## EXTRACT PROVIDED:

--

Weoley Castle is the remains of a fortified manor house located in the Birmingham district of Weoley Castle, a primarily residential area, in the English West Midlands. Owned by Birmingham City Council and administered as a community museum by Birmingham Museums Trust, it is a Grade II listed building and a Scheduled monument.
The castle was on Historic England's Heritage at Risk Register, but was removed in 2009 following repair work.

History

The archaeological evidence suggests a Norman foundation for the site which was surrounded by a moat and bank topped by a timber palisade.

Roger de Somery obtained a licence in 1264 to crenellate Weoley Castle and a 1422 survey gives a plan of the building. Early 13th century wooden buildings have been discovered at the site, probably dating to around 1264, indicating an early use of both horizontal and vertical weatherboarding. By the 17th century, Weoley Castle was noted as a '' (ruined castle) and it was no longer in use by then. Also around the same time a farmhouse was built where the education room is now. The brick wall along the right hand arm of the moat and a few apple trees are all that now remain of the farm. During the 18th century the Dudley Canal was dug along the northern boundary and the spoil was dumped in the moat. Stone from the ruin was used in the construction of canal bridges.

--

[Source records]
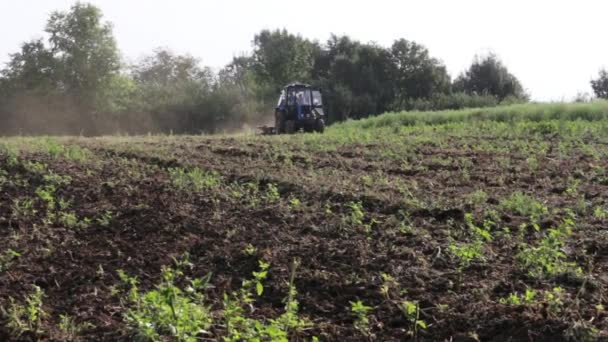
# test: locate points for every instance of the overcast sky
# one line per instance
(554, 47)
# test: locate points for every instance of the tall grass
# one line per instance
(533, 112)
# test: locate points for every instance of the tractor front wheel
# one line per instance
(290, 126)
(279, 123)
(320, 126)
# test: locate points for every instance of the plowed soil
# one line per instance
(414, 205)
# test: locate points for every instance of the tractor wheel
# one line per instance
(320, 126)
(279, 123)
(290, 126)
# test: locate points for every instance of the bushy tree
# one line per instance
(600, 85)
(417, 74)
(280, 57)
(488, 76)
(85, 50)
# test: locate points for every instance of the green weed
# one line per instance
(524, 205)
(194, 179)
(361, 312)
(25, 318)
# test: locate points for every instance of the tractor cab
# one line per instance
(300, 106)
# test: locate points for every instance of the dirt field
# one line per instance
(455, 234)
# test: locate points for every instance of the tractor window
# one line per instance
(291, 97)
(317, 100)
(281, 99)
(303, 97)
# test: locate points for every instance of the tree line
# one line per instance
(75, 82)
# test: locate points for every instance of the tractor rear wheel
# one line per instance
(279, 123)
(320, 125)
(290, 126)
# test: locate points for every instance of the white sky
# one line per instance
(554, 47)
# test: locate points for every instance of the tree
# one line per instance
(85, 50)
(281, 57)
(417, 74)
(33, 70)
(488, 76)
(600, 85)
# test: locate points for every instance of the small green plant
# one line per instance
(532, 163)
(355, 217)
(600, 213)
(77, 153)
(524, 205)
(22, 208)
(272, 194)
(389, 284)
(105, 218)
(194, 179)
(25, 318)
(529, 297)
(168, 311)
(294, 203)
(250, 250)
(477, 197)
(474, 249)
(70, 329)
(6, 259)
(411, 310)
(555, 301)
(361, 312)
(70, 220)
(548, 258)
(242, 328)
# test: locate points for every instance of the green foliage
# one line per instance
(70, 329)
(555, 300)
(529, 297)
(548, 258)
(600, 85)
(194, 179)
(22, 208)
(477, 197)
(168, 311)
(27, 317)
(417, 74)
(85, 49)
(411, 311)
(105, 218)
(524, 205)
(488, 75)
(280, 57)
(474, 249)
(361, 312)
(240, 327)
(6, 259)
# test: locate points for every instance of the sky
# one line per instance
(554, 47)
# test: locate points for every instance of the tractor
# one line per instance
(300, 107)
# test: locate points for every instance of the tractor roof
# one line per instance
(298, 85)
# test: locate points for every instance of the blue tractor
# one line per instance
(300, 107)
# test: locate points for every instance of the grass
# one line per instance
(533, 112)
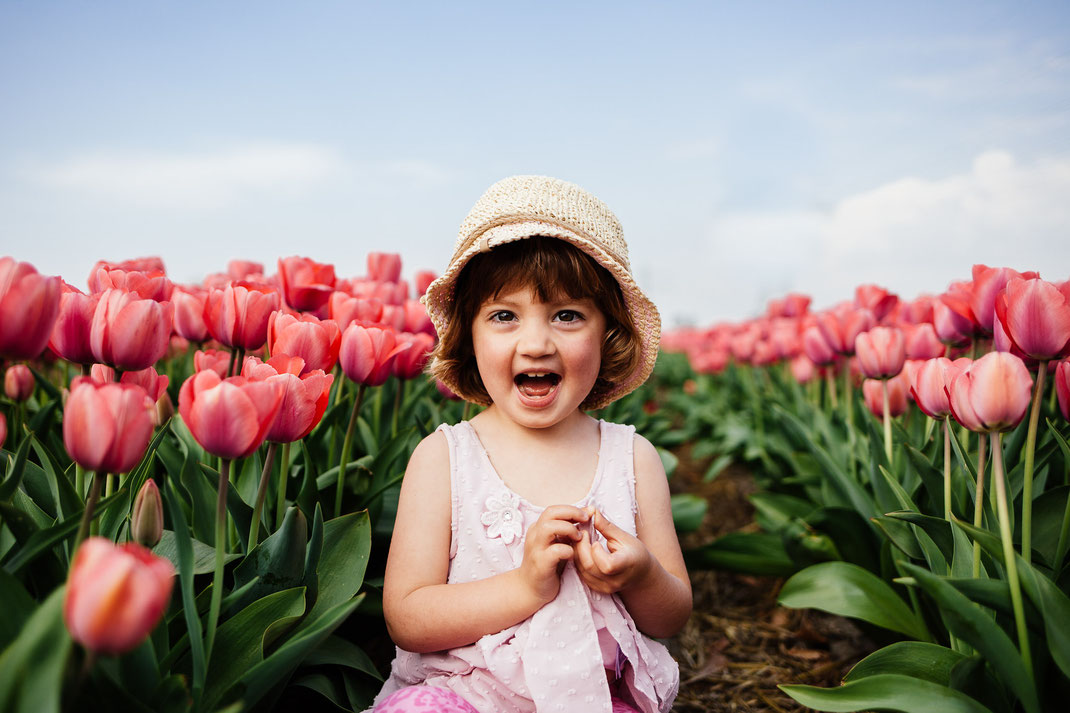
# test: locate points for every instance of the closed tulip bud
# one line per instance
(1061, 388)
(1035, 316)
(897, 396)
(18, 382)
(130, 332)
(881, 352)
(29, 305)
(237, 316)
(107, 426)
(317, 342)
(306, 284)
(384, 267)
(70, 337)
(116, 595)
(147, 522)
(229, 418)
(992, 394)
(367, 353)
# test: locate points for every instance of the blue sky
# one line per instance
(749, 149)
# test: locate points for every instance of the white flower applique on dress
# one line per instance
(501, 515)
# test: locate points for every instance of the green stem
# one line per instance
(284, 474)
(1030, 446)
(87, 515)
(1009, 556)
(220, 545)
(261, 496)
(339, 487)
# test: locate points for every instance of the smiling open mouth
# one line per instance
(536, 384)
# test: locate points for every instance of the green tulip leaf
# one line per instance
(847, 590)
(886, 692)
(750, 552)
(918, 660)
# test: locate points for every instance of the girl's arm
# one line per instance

--

## WRITTEN EXERCISE A:
Reproduce the Weoley Castle text in full, word for word.
## WRITTEN EXERCISE B:
Report each line of the rows that contains the string "grass", matching case exactly.

## COMPLETE RESPONSE A:
Weoley Castle is the remains of a fortified manor house located in the Birmingham district of Weoley Castle, a primarily residential area, in the English West Midlands. Owned by Birmingham City Council and administered as a community museum by Birmingham Museums Trust, it is a Grade II listed building and a Scheduled monument.
The castle was on Historic England's Heritage at Risk Register, but was removed in 2009 following repair work.

History

The archaeological evidence suggests a Norman foundation for the site which was surrounded by a moat and bank topped by a timber palisade.

Roger de Somery obtained a licence in 1264 to crenellate Weoley Castle and a 1422 survey gives a plan of the building. Early 13th century wooden buildings have been discovered at the site, probably dating to around 1264, indicating an early use of both horizontal and vertical weatherboarding. By the 17th century, Weoley Castle was noted as a '' (ruined castle) and it was no longer in use by then. Also around the same time a farmhouse was built where the education room is now. The brick wall along the right hand arm of the moat and a few apple trees are all that now remain of the farm. During the 18th century the Dudley Canal was dug along the northern boundary and the spoil was dumped in the moat. Stone from the ruin was used in the construction of canal bridges.

## COMPLETE RESPONSE B:
# test: locate points for every instance of the tall grass
# test: locate points for every instance of the grass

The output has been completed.